Stated problem:
Copy the lines below, putting "widest part" in place of every "thickest part" and leaving everything else unchanged.
....
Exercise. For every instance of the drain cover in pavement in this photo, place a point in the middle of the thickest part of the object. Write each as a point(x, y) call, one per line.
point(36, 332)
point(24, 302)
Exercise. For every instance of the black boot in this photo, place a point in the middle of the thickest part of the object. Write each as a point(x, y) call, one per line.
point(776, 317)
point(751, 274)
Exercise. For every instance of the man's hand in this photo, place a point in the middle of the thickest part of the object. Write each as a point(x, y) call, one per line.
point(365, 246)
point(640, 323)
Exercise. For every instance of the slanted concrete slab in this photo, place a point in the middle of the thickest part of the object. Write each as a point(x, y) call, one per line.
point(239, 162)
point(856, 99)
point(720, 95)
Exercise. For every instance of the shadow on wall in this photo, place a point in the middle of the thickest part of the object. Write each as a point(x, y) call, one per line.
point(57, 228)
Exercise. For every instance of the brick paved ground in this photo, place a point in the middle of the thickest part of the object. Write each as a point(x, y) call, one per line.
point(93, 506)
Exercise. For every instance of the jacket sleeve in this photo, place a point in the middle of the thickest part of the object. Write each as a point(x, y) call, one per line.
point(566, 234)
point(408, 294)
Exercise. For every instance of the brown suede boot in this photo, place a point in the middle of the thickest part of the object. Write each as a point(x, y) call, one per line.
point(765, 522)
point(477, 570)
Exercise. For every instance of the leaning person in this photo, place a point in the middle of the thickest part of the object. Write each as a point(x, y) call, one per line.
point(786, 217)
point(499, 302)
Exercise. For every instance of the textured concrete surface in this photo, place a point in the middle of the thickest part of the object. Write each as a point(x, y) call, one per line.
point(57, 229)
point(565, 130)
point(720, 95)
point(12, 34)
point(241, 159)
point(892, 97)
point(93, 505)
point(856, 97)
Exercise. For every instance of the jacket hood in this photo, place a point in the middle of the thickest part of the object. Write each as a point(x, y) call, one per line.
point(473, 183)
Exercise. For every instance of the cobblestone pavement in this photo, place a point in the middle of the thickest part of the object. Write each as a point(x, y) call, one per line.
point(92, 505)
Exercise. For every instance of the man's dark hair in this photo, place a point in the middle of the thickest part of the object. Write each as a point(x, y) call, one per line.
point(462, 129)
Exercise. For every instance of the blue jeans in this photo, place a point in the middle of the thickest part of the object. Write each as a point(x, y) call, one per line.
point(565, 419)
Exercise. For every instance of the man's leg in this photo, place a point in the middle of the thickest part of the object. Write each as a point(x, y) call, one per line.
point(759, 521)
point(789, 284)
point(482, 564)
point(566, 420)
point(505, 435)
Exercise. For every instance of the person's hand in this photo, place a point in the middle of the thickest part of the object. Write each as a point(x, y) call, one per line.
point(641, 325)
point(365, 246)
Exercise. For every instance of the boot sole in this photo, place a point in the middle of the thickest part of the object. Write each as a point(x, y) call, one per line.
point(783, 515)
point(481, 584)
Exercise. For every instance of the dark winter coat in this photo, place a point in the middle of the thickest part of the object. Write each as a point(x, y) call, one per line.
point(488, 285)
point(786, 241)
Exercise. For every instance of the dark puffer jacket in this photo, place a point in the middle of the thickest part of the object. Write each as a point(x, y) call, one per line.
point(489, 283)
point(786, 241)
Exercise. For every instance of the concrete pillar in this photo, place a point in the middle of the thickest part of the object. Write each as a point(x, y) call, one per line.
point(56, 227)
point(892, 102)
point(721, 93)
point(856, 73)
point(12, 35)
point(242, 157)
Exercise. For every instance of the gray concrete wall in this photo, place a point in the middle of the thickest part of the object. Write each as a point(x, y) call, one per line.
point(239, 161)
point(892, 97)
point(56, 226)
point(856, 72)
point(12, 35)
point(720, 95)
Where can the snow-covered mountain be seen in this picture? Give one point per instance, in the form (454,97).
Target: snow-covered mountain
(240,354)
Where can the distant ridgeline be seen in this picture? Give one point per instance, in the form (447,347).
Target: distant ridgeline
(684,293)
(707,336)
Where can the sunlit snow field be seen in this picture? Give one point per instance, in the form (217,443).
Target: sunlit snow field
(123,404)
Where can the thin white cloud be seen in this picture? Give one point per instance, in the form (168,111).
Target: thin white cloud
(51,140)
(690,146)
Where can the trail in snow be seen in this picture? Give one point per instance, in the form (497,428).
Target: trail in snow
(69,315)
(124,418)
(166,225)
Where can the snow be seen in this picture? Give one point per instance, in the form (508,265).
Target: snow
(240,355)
....
Task response:
Exercise. For every instance of the drain cover in pavement in this photo, place a point in the middle of the widest part of the object. Write each as a point(x, y) call, one per line.
point(36, 332)
point(24, 302)
Exercise. For every instance of the black boot in this photo, place a point in the middle of the widest part of the object. Write each as a point(x, y) call, one per line.
point(776, 317)
point(751, 274)
Exercise. For every instance of the man's hand in this photo, place a point in the middle of the widest part of the object. Write each as a point(x, y) call, one per line.
point(365, 246)
point(640, 323)
Exercise. For every instance of the slanted concrete slab in this photo, place a point in the middle of the widest part of the object. Write each as a point(x, y) call, one per line.
point(239, 162)
point(856, 99)
point(720, 95)
Exercise. For every instance of the shadow on wall in this photo, place a point in the middle of the widest part of the object. Write each as a point(x, y) call, one per line.
point(57, 228)
Exercise. For every instance of the brick paved ground in this photo, place a point in the middle of the widest part of the object. Write each as a point(x, y) call, one per line.
point(93, 506)
Exercise. For every instance of the jacket sleeve in this photo, place a point in the middle of the widest part of the object. Write each as a point(x, y) call, one per line.
point(566, 234)
point(408, 294)
Exercise. For every instance of the brown suede boot in this photo, place a point in the middle of the widest part of the object. Write each as a point(x, y) call, one per line.
point(765, 522)
point(477, 570)
Exercise. For every instance of the leaning person in this photo, place a point in the middle of the widest part of the object. Write each as a point(x, y) call, one per line.
point(786, 217)
point(499, 302)
Exercise. For every instance of the textured concrete surface in this photo, place a point in the middle of the widest part of the object. Write each as a point(x, y) call, one per line.
point(57, 229)
point(565, 130)
point(720, 95)
point(12, 34)
point(241, 159)
point(892, 97)
point(93, 505)
point(856, 97)
Exercise. For every instance of the jacket hood in this photo, place a point in the middle of the widest part of the object. Write each as a point(x, y) call, one per line.
point(473, 183)
Exercise. For every instance of the cobblestone pavement in this photo, place a point in the middle of the widest part of the object. Write each as a point(x, y) call, one per line.
point(92, 505)
Exercise. For every instance of the man's dark hair in this photo, place a point in the middle of the widest part of the object. Write each as a point(x, y) call, one per line.
point(462, 129)
Exercise. For every instance of the blue jeans in this photo, place a point in the middle of the widest part of the object. Write each as a point(x, y) call, one per line.
point(565, 419)
Exercise. For every instance of the man's leg in this photo, place a point in the middle of the widest part of the object. Write each as a point(x, y) call, one per line.
point(759, 521)
point(789, 284)
point(482, 564)
point(566, 420)
point(505, 435)
Exercise. For every instance of the person's hand in this photo, place a point in the middle of the widest part of the object. Write each as a point(x, y) call, one per line.
point(641, 325)
point(365, 246)
Exercise. For every instance of the boot sole in this photo, place a point in the middle of the widest part of the object. Write each as a point(x, y) call, one per line.
point(783, 515)
point(481, 584)
Exercise. For every instance of the dark winter coat in this photo, place a point in the middle of the widest part of the object. Write each as a point(x, y) call, one per line.
point(488, 285)
point(786, 241)
Exercise. For every instance of the dark puffer jacket in this photo, place a point in the middle of the widest part of the object. Write each as a point(x, y) call, one per line.
point(489, 283)
point(786, 241)
Exercise. For every instance of the concrete pillar in this photo, place a point in the middle of the widest part of the object. Write each as a point(x, y) call, one per line.
point(56, 227)
point(892, 102)
point(721, 93)
point(856, 73)
point(12, 35)
point(242, 157)
Exercise. For every instance of the gray concrete wall in this photo, place a point in the middle of the widest part of the object. Write each as a point(x, y) call, one per line.
point(239, 161)
point(892, 97)
point(56, 226)
point(856, 72)
point(12, 35)
point(720, 95)
Where can the snow-covered mountain be seen in this picture? Give one point per instance, in the form (454,97).
Target: snow-covered mountain
(240,354)
Where can the distant ridgeline be seen in this picture? Give one point per instance, in the form (447,347).
Target: distant ridgeline
(684,293)
(707,336)
Where can the sunlit snow field be seen in this picture? Give one point per instance, in the form (217,443).
Target: sunlit snow field
(123,404)
Where can the thin white cloud be seen in this picture? Give one point per instance, in the form (168,111).
Target: thin white cloud
(51,140)
(690,146)
Where can the trail in snow be seen in this picture? Give one point per instance, in the form (497,428).
Target: trail in snow
(69,315)
(124,418)
(166,225)
Where can the snow be seen in this picture? Give one point per instance, in the form (508,265).
Target: snow
(240,355)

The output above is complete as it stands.